* [Daftar Tugas]
1 > Tuliskan ulang kata demi kata bagian artikel tentang pebisnis Norwegia di bawah, dari "Pebisnis Indonesia Perlu" sampai "bisnis dari Norwegia.", termasuk keduanya.
2 > Jawab pertanyaan berikut dari artikel tentang pebisnis Norwegia di bawah.
(a) Apa jabatan Ole Schanke Eikum?
(b) Menurut Ole, apa penyebab banyak orang di Jakarta terlambat?
(c) Apa yang menurut Ole benar-benar dibutuhkan untuk menyelesaikan urusan bisnis di Indonesia?

* [Bagian Teks]
Management

Pebisnis Indonesia Perlu Belajar Gaya Entrepreneur Norwegia

Oleh Admin

Ole Schanke Eikum

Lain ladang lain belalang, lain lubuk lain ikannya. Peribahasa tersebut tengah dicoba pebisnis Norwegia di Indonesia. Tak hanya kebiasaan sehari-hari, adat berbisnis kedua negara pun berbeda. Perbedaan inilah yang menjadi tantangan para pelaku bisnis dari Norwegia.

“Di Jakarta, orang-orang begitu santai. Karena lalu lintas, banyak orang terlambat. Saya pun pernah terlambat,” cerita Ole Schanke Eikum, Direktur Innovantion Norway untuk Indonesia. Di Norwegia, terlambat bisa jadi bencana. Tak hanya perkara pertemuan bisnis, Ole pun berusaha berdamai dengan prosedur-prosedur yang lebih lamban dan tidak tepat waktu seperti ketika ia mengirim komputernya dari Norwegia. Di Negeri Aurora tersebut ia bisa mendaftarkan perizinan ke birokrasi secara online, 24 jam. Tak kurang dari sehari, pihak birokrat akan memberi jawabannya.

“Di Norwegia, setelah bertemu beberapa jam saja kami bisa membuat suatu kesepakatan kerja sama bisnis,” kata Ole. Ia merasa tertantang ketika mendapati bahwa untuk memperoleh hal yang sama di Indonesia, ia harus bisa membangun hubungan personal yang lebih erat. Tak cukup perkenalan sekian jam untuk mendapat kepastian kerja sama, terlebih menyangkut bisnis. “Passion benar-benar dibutuhkan supaya bisa menyelesaikan urusan bisnis di sini,” itulah pesan yang selalu digaungkan Ole kepada pebisnis Norwegia yang hendak ekspansi ke Indonesia.

* [Informasi yang Diberikan]
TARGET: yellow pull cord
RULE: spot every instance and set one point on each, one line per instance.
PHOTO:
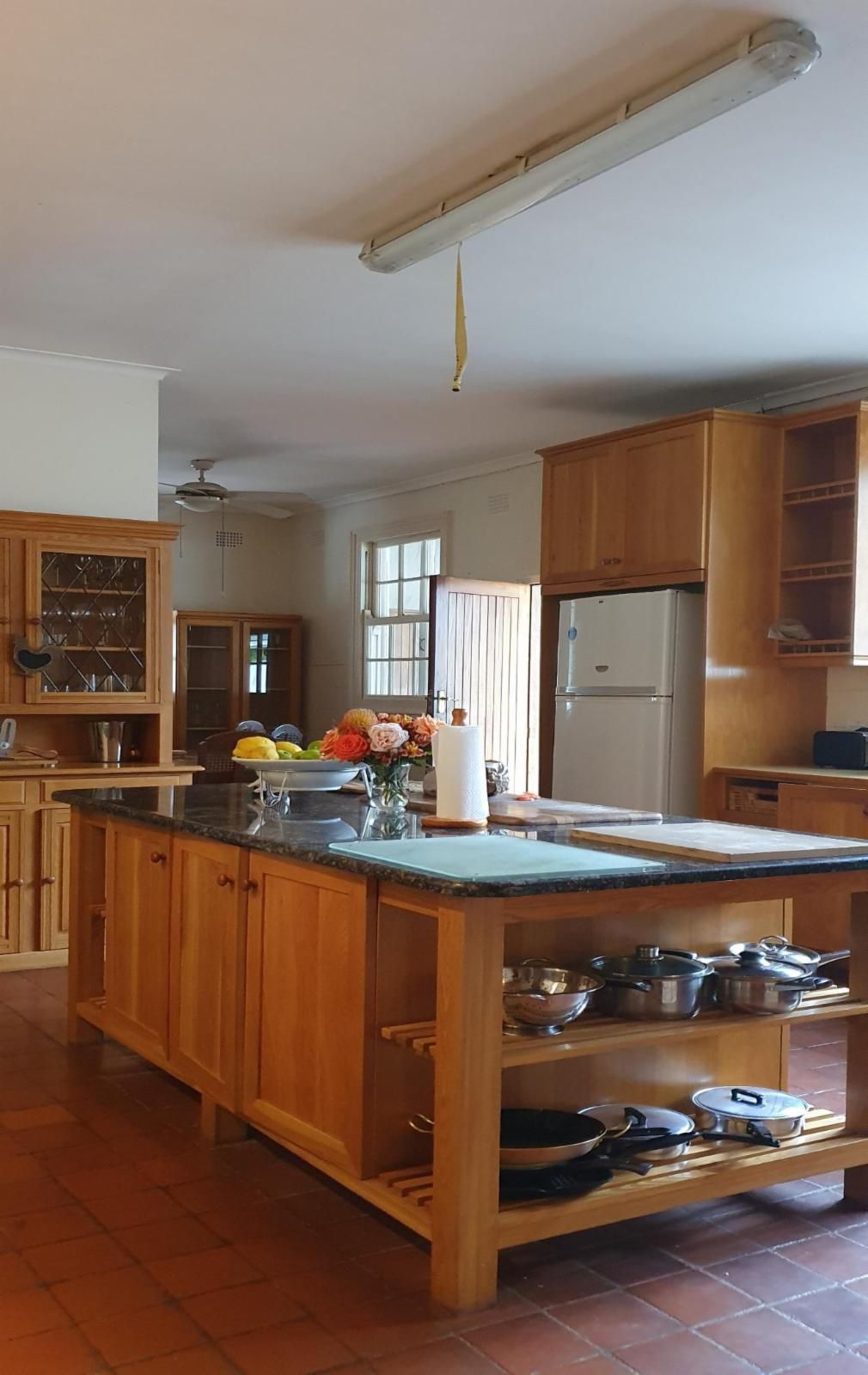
(462, 329)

* [Jawaban Lengkap]
1 >
Pebisnis Indonesia Perlu Belajar Gaya Entrepreneur Norwegia

Oleh Admin

Ole Schanke Eikum

Lain ladang lain belalang, lain lubuk lain ikannya. Peribahasa tersebut tengah dicoba pebisnis Norwegia di Indonesia. Tak hanya kebiasaan sehari-hari, adat berbisnis kedua negara pun berbeda. Perbedaan inilah yang menjadi tantangan para pelaku bisnis dari Norwegia.

2 >
(a) Direktur Innovantion Norway untuk Indonesia.
(b) Lalu lintas.
(c) Passion.